### EXERCISE OBJECTIVE
Using the records below, write out again exactly the lines that begin at the line containing "Exercise. Find the mountain" and end at the line containing "Exercise. Find the bare", and no other lines.

### INPUT FOR THIS TASK
########################################

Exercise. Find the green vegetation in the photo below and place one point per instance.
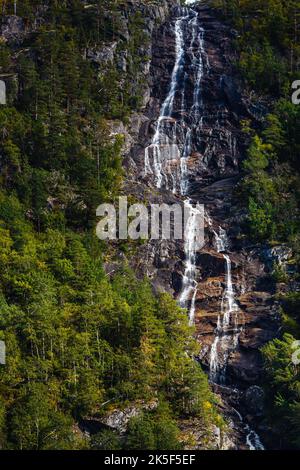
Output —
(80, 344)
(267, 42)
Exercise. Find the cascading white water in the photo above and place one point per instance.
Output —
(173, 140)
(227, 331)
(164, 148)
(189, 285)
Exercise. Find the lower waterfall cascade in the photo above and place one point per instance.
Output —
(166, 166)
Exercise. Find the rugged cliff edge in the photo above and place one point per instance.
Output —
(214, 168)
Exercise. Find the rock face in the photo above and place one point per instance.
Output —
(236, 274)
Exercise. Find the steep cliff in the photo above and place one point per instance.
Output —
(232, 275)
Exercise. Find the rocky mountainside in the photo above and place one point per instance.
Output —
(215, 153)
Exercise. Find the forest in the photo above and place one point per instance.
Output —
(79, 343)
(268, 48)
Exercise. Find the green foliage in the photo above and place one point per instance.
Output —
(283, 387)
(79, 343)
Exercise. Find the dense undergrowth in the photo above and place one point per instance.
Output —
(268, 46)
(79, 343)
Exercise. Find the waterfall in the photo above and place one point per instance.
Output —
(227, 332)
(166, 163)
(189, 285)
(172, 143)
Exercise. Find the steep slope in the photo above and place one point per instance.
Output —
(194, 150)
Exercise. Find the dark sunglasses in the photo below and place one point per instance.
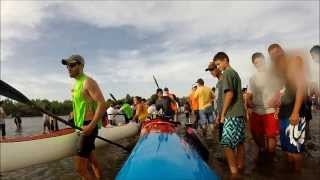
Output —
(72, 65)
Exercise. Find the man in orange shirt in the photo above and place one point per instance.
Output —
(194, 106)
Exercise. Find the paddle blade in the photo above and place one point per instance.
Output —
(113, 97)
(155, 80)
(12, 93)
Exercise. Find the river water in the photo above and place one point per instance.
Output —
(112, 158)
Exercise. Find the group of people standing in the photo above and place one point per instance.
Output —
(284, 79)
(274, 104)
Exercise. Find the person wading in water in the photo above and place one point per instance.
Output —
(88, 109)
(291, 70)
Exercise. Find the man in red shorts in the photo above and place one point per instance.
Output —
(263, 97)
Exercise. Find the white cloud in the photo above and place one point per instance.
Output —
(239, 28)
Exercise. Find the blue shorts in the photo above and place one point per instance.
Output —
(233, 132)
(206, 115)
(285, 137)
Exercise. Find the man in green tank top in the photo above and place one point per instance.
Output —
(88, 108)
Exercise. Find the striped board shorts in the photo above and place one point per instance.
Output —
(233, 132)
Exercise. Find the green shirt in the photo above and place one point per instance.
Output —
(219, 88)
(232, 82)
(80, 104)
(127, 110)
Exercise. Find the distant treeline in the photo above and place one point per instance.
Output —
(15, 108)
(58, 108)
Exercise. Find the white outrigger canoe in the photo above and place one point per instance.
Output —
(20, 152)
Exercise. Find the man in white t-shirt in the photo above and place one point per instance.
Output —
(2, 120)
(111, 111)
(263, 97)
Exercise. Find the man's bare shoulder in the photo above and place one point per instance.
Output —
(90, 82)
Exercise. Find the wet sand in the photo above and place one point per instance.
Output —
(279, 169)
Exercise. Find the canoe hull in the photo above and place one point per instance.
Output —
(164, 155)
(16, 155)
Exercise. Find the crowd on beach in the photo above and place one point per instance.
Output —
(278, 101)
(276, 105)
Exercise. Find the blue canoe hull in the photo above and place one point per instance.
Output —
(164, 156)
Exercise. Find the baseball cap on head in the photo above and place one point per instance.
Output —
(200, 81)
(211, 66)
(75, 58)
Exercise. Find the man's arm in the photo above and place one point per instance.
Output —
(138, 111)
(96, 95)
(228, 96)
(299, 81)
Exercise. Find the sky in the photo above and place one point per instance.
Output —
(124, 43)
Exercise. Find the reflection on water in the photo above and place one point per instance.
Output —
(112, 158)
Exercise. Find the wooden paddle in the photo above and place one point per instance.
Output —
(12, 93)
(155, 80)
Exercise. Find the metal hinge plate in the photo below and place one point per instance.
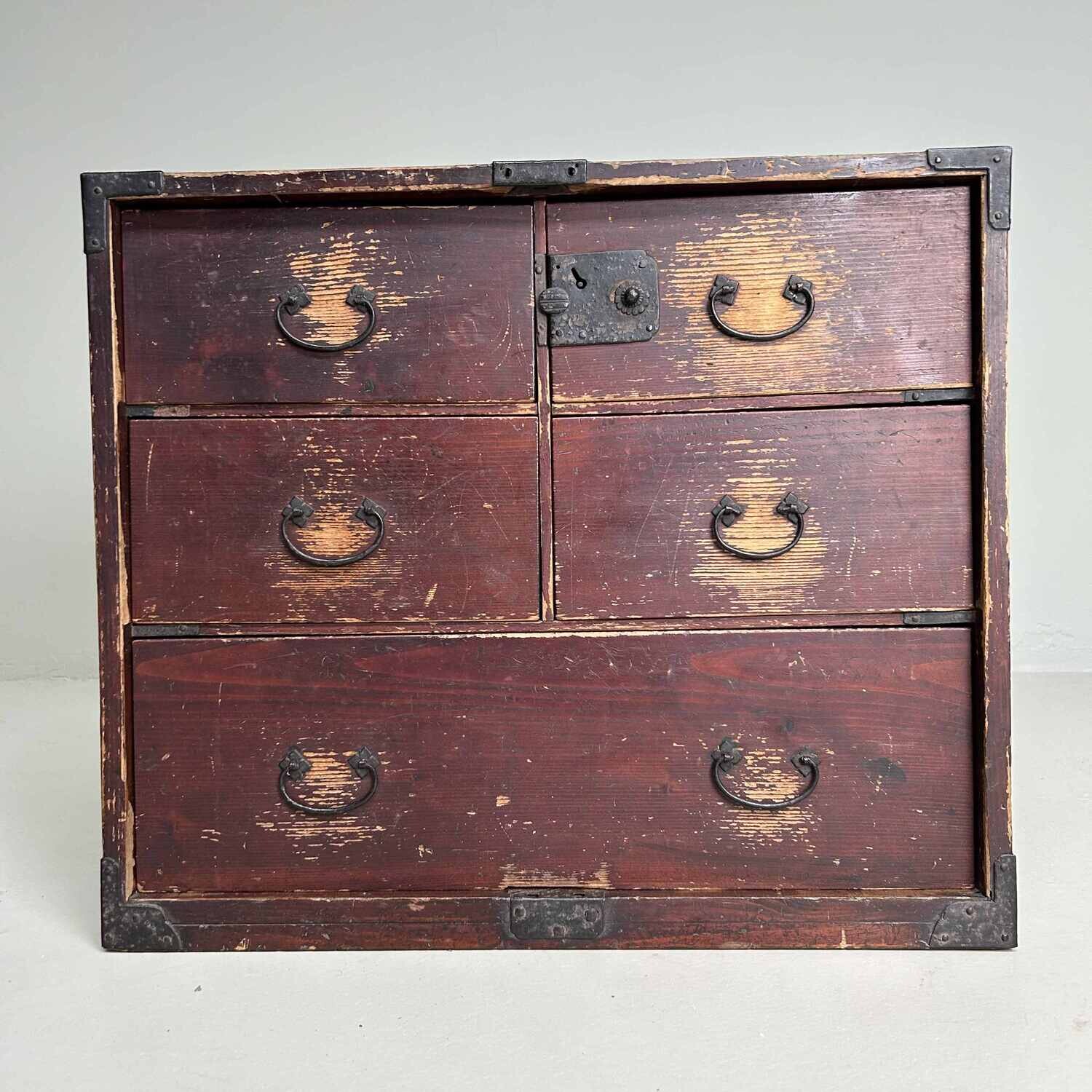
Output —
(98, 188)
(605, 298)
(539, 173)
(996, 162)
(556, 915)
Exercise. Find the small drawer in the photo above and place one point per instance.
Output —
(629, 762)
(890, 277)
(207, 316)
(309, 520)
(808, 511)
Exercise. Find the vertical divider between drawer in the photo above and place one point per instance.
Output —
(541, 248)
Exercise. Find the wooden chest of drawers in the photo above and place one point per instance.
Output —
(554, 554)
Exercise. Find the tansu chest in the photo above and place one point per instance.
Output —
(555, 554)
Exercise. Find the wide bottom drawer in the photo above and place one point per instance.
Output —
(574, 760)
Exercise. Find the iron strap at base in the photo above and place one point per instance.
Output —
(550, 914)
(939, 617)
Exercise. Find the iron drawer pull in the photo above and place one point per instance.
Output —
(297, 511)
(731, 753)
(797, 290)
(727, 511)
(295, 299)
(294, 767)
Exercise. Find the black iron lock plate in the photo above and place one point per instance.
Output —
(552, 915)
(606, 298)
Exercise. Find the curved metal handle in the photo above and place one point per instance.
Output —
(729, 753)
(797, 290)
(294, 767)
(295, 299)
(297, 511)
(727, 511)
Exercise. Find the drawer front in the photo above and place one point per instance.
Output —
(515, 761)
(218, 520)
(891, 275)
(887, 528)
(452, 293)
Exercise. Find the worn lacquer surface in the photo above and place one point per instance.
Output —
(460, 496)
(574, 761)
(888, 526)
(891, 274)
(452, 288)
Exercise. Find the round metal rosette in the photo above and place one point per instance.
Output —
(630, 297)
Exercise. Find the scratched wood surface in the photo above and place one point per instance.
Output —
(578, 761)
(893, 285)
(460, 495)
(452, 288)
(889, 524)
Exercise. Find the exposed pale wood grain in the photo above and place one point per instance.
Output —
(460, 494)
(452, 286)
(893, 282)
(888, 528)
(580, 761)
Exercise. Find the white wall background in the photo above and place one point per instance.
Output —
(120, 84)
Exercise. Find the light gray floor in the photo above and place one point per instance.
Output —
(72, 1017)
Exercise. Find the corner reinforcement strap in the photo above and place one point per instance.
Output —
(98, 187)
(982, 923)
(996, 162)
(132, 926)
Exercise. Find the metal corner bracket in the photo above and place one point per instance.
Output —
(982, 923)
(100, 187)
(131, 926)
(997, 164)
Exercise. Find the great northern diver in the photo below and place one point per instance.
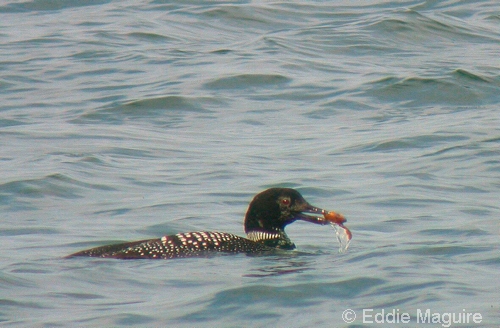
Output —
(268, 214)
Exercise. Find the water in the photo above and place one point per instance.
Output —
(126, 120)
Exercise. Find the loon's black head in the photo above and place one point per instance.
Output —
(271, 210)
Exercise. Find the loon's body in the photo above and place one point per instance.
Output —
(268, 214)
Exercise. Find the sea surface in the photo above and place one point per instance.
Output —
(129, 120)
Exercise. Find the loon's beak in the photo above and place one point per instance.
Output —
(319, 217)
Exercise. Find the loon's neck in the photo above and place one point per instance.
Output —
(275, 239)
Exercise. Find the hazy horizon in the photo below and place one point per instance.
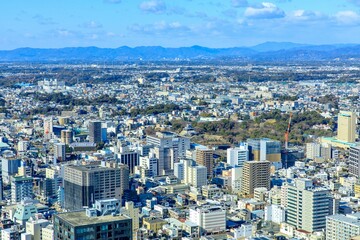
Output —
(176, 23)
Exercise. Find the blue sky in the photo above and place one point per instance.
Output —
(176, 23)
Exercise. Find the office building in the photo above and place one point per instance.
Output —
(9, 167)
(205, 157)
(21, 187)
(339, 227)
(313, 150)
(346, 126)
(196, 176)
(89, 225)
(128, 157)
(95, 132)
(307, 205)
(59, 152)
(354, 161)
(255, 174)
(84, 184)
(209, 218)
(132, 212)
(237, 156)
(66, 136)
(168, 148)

########################################

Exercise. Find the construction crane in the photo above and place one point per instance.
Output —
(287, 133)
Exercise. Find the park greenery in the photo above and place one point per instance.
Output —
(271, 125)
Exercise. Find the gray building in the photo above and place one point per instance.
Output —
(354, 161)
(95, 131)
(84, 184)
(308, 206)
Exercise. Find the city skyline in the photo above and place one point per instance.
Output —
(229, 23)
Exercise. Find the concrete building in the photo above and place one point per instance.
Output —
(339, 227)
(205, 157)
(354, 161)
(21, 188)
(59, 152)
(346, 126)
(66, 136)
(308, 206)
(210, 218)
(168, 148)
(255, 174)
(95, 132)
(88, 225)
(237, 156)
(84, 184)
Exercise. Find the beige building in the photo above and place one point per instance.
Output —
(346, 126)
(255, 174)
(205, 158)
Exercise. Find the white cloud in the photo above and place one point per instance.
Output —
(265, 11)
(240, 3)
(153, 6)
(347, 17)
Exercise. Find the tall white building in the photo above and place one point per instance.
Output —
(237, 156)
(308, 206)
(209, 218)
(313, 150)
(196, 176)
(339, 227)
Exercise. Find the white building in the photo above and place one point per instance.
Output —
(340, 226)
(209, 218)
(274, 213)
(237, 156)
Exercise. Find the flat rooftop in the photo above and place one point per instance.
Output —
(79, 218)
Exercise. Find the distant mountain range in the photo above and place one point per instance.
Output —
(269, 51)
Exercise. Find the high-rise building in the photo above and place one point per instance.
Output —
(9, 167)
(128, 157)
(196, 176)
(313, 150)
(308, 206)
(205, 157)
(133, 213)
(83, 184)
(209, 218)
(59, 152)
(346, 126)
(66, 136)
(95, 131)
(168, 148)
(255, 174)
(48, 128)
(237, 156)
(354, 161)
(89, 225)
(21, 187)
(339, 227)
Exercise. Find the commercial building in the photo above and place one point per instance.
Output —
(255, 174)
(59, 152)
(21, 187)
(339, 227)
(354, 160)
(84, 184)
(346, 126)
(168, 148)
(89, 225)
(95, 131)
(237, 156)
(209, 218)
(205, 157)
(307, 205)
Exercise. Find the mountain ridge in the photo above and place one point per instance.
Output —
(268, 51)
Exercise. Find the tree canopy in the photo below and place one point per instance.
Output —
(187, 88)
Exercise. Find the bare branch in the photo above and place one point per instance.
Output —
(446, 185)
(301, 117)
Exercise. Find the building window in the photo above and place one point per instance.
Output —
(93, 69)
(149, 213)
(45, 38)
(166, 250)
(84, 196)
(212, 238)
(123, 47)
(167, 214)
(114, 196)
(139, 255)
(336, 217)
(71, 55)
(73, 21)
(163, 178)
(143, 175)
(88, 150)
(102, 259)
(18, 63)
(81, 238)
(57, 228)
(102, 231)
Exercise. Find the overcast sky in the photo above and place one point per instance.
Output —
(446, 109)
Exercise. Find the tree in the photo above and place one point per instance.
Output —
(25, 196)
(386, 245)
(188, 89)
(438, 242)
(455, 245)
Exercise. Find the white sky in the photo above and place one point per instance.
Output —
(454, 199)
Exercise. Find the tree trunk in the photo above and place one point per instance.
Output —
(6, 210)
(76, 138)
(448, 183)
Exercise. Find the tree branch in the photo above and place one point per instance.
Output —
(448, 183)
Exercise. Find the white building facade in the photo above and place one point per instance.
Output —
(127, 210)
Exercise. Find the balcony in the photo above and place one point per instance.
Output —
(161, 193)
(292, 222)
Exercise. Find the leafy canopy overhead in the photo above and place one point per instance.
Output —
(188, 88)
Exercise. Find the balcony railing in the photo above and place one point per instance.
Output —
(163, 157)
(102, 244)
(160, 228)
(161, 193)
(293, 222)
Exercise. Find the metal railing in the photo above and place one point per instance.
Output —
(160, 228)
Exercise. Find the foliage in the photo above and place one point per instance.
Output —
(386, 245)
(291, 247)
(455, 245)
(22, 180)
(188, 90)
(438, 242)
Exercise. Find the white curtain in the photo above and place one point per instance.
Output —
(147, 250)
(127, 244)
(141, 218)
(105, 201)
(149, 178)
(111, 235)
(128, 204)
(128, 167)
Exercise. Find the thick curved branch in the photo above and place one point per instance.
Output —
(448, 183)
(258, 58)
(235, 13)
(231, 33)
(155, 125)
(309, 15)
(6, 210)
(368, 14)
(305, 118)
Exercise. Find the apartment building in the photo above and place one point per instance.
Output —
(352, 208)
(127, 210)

########################################

### SOLUTION FOR THIS PROBLEM
Exercise. Find the mountain ridge in the photo above and place one point per instance.
Output —
(268, 51)
Exercise. Find the tree canopy in the photo below and place one point per instance.
Output —
(187, 88)
Exercise. Find the bare branch in the photo above and place one point per instance.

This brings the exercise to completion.